• Task to carry out: In the reading list, please give the part that opens with the words containing "Mikhail Bakhtin, The Problem" and closes with "blog as well." again, swapping "blog" for "forum".

** begin Document excerpt **

Readings for Wednesday, January 18 (approximately 125 pages)

Franz Kafka, The Cares of a Family Man / Die Sorge des Hausvaters

Doris Sommer, Bilingual Aesthetics, Introduction and “Choose and Loose”

Emily Apter, Translation after 9/11

Mikhail Bakhtin, The Problem of Speech Genres

Anthony Pym, The Moving Text, Chapter 1 “Distribution”

Please respond on the blog site to one of the following questions by Wednesday, Jan. 18 at 6am (250 words). These questions will also serve as discussion prompts for our in-class conversations, so please make sure to prepare one or two thoughts on most of them. You can get ideas by reading your colleagues posts on the blog as well.

1. Kafka: What is Odradek, really, do you think? Is it a thing, a symbol, an abstraction, an avatar, a human? Does it have a subjectivity, an identity, an essence, a language? What characteristics does it display that make the patriarch / family man respond to it in the way that he ultimately does at the end of the story?

** end Document excerpt **
** begin Material shown **

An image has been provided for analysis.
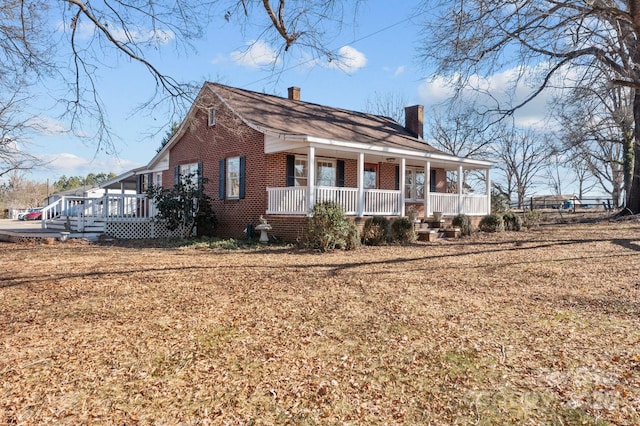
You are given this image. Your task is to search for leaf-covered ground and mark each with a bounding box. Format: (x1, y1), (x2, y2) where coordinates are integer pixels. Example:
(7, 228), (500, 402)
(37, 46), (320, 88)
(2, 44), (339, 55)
(0, 221), (640, 425)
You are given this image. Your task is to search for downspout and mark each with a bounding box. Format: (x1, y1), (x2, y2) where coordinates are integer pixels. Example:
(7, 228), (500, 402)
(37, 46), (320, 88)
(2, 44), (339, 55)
(398, 158), (407, 217)
(358, 152), (364, 217)
(423, 161), (431, 218)
(458, 165), (464, 214)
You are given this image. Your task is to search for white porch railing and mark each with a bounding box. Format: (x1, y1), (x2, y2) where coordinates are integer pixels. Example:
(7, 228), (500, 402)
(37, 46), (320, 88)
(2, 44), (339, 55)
(42, 194), (157, 228)
(266, 186), (400, 216)
(429, 192), (489, 216)
(266, 186), (489, 216)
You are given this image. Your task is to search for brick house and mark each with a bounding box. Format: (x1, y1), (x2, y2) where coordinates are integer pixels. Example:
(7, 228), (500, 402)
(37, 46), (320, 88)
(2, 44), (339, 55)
(99, 82), (492, 240)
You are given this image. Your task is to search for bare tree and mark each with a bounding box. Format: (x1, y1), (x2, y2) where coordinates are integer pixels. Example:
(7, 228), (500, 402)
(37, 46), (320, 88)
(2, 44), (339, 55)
(557, 79), (634, 205)
(428, 107), (498, 158)
(0, 0), (352, 155)
(422, 0), (640, 213)
(492, 129), (549, 208)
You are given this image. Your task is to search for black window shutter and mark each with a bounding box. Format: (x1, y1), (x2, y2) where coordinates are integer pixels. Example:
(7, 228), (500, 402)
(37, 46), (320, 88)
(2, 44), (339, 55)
(429, 169), (438, 192)
(218, 158), (225, 200)
(336, 160), (344, 188)
(238, 156), (246, 199)
(287, 155), (296, 186)
(396, 166), (400, 191)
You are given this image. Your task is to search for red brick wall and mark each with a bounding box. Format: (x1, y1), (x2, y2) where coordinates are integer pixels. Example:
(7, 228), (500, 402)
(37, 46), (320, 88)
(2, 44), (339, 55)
(162, 94), (268, 237)
(162, 93), (445, 241)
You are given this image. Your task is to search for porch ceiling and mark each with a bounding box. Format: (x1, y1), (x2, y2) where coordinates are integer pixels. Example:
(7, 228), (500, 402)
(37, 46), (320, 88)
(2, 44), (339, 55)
(265, 136), (493, 170)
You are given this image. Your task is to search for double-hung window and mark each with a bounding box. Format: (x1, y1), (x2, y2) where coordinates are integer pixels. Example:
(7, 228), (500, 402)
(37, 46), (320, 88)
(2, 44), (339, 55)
(176, 163), (201, 186)
(363, 164), (378, 189)
(287, 155), (344, 187)
(218, 157), (245, 200)
(227, 157), (240, 199)
(294, 156), (309, 186)
(316, 159), (336, 186)
(404, 167), (424, 201)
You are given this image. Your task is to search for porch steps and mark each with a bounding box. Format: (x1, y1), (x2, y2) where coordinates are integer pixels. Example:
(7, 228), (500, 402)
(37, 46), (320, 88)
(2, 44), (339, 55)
(47, 216), (106, 240)
(414, 219), (460, 241)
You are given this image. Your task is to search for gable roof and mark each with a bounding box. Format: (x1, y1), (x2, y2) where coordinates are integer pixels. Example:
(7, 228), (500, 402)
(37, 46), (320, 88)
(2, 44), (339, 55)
(205, 82), (447, 155)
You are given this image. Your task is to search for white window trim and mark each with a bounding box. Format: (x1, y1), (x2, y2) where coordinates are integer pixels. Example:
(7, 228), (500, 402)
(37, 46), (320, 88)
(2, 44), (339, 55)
(294, 155), (338, 187)
(178, 163), (202, 185)
(229, 156), (240, 200)
(402, 167), (426, 202)
(315, 158), (338, 187)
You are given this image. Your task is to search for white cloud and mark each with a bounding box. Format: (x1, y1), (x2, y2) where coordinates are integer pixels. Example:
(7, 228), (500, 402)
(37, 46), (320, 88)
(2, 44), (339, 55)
(56, 21), (175, 44)
(29, 115), (69, 136)
(108, 24), (175, 44)
(323, 46), (367, 73)
(418, 64), (569, 128)
(40, 152), (140, 176)
(230, 40), (278, 68)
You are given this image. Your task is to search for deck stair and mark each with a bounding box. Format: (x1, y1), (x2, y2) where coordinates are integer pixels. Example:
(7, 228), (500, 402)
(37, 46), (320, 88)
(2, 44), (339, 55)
(47, 215), (106, 239)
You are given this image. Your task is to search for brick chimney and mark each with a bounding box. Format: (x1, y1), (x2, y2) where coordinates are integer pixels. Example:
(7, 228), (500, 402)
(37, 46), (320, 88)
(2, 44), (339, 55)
(287, 86), (300, 101)
(404, 105), (424, 139)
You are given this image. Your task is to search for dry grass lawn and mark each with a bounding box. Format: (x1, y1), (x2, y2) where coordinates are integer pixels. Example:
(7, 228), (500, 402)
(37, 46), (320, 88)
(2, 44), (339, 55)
(0, 221), (640, 425)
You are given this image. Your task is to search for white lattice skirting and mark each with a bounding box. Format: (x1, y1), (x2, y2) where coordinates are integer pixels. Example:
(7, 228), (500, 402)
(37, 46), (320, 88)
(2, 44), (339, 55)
(104, 221), (179, 240)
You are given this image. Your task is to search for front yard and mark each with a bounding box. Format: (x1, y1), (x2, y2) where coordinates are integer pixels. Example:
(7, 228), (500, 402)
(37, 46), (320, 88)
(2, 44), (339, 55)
(0, 221), (640, 425)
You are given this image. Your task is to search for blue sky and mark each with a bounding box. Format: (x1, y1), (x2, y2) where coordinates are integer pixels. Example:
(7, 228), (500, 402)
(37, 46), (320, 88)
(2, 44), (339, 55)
(18, 0), (545, 186)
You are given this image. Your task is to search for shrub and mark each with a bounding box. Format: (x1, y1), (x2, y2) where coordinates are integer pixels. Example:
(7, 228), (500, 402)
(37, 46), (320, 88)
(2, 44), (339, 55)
(522, 210), (542, 229)
(147, 173), (218, 238)
(362, 216), (391, 246)
(451, 214), (473, 235)
(391, 217), (416, 244)
(305, 201), (360, 252)
(502, 212), (522, 231)
(479, 213), (504, 232)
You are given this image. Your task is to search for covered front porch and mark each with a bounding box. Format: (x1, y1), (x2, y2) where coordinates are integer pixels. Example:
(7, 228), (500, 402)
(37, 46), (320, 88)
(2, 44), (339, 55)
(266, 187), (490, 217)
(266, 138), (492, 219)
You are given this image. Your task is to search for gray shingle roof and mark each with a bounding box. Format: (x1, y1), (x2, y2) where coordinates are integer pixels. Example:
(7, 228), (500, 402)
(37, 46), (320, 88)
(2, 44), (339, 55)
(207, 83), (444, 154)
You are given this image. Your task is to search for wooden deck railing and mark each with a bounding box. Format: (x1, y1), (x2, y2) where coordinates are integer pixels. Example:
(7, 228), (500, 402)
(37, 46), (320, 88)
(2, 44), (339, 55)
(266, 186), (488, 216)
(42, 194), (157, 228)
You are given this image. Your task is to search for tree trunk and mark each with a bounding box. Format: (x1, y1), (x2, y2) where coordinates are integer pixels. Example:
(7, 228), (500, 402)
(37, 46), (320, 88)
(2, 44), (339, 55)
(627, 90), (640, 214)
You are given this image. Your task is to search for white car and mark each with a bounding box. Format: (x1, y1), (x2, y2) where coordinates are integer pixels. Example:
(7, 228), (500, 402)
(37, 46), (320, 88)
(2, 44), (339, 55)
(18, 209), (40, 220)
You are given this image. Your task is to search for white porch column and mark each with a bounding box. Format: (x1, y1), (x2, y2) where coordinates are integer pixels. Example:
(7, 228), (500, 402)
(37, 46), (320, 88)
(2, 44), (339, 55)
(358, 152), (364, 217)
(485, 169), (491, 214)
(423, 161), (431, 217)
(458, 165), (464, 214)
(398, 158), (407, 216)
(307, 146), (316, 213)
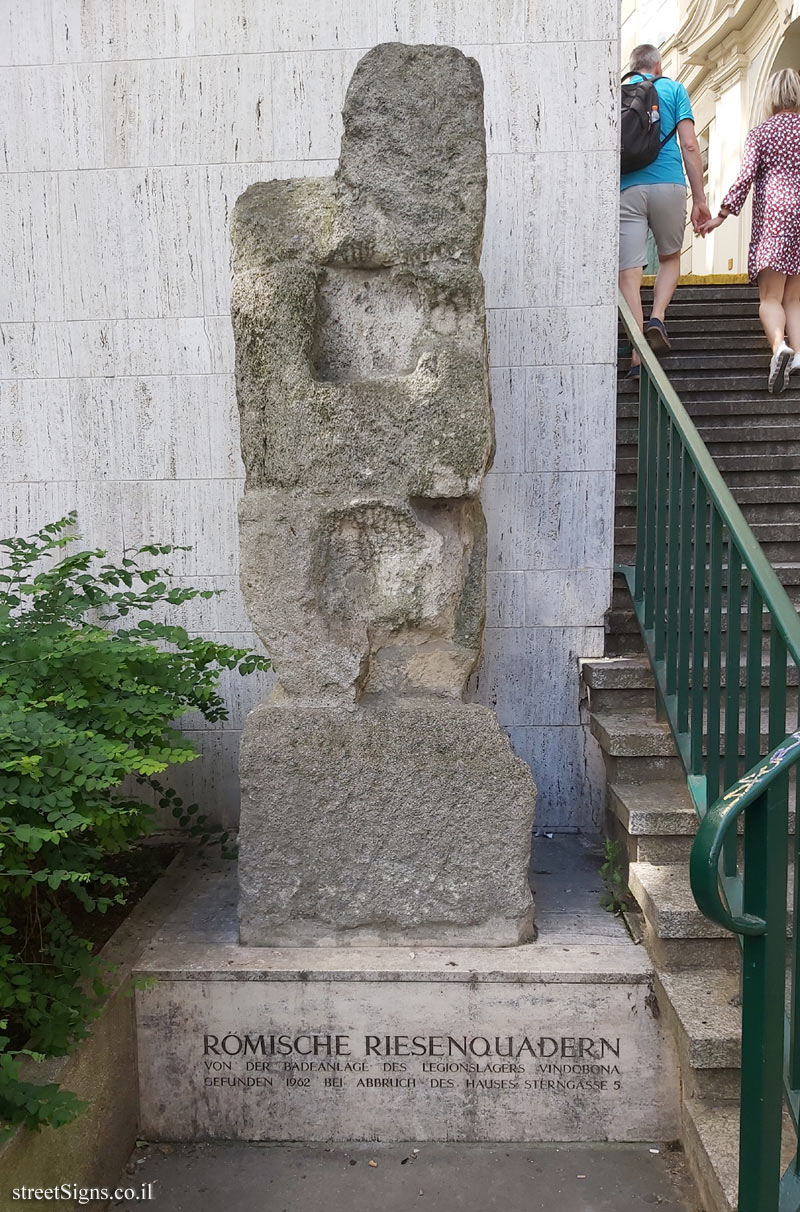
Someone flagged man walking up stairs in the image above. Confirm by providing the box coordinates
[583,278,800,1212]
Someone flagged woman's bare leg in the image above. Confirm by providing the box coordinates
[783,274,800,353]
[759,269,787,354]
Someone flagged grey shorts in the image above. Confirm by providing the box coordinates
[619,185,686,269]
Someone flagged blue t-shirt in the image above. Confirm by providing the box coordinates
[619,75,695,189]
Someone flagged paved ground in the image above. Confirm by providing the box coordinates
[113,1144,701,1212]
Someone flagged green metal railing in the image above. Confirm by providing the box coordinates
[618,298,800,1212]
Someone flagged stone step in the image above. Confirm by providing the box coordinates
[608,779,697,839]
[617,368,798,401]
[617,390,800,423]
[628,863,737,945]
[681,1098,739,1212]
[656,966,742,1071]
[617,415,800,458]
[590,708,678,760]
[641,282,759,301]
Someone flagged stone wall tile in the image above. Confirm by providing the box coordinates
[69,375,244,480]
[103,55,273,166]
[59,168,202,320]
[195,0,375,55]
[119,480,241,577]
[273,51,362,160]
[486,572,526,627]
[488,367,528,471]
[522,568,611,625]
[377,0,525,43]
[0,0,53,65]
[0,172,64,324]
[482,471,613,572]
[526,150,619,307]
[486,302,617,366]
[525,0,619,44]
[0,63,103,172]
[164,728,240,829]
[50,0,195,63]
[181,623,278,732]
[0,378,75,484]
[465,39,619,156]
[526,366,617,471]
[480,155,528,308]
[470,627,604,727]
[509,725,605,829]
[0,321,58,379]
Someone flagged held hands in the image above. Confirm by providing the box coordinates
[692,199,716,235]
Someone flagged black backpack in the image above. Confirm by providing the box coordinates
[619,72,678,173]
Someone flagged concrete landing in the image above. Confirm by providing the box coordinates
[109,1144,701,1212]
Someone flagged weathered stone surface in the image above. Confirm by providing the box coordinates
[239,698,535,945]
[240,490,486,701]
[232,44,536,945]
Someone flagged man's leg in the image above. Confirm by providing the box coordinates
[650,251,680,324]
[619,185,647,366]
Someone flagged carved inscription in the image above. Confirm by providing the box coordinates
[201,1030,623,1094]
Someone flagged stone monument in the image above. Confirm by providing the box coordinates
[232,44,536,947]
[136,45,679,1142]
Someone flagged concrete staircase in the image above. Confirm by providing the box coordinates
[583,286,800,1212]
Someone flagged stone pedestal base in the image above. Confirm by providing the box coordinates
[136,871,679,1140]
[239,698,536,947]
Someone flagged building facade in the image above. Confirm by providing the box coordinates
[0,0,619,828]
[621,0,800,275]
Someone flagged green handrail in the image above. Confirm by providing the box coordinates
[618,298,800,1212]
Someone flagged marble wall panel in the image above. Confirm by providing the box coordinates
[470,627,604,728]
[488,367,528,471]
[528,366,617,471]
[0,0,53,65]
[273,51,361,160]
[465,41,619,154]
[103,55,274,166]
[509,725,605,829]
[52,316,234,378]
[480,155,528,312]
[59,168,202,320]
[69,375,244,480]
[486,572,525,627]
[48,0,195,63]
[377,0,525,47]
[0,321,58,379]
[195,0,375,55]
[525,0,619,44]
[0,63,103,172]
[521,568,612,625]
[164,728,241,829]
[482,471,613,572]
[181,623,278,732]
[524,150,619,307]
[486,303,617,368]
[116,480,241,577]
[0,378,75,485]
[0,172,64,324]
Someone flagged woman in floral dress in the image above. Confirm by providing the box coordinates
[699,68,800,391]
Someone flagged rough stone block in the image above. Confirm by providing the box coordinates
[239,699,536,947]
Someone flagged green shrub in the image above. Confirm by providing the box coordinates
[0,514,269,1137]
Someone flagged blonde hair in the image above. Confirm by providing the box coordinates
[764,68,800,121]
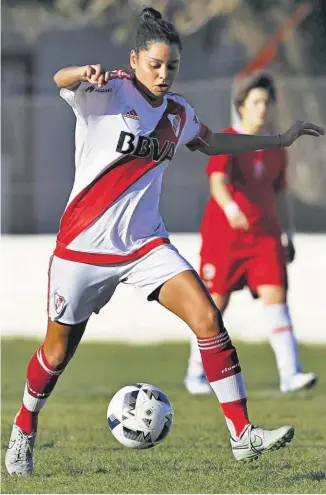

** end Material shown **

• Result of the exercise:
Mikhail Bakhtin, The Problem of Speech Genres

Anthony Pym, The Moving Text, Chapter 1 “Distribution”

Please respond on the forum site to one of the following questions by Wednesday, Jan. 18 at 6am (250 words). These questions will also serve as discussion prompts for our in-class conversations, so please make sure to prepare one or two thoughts on most of them. You can get ideas by reading your colleagues posts on the forum as well.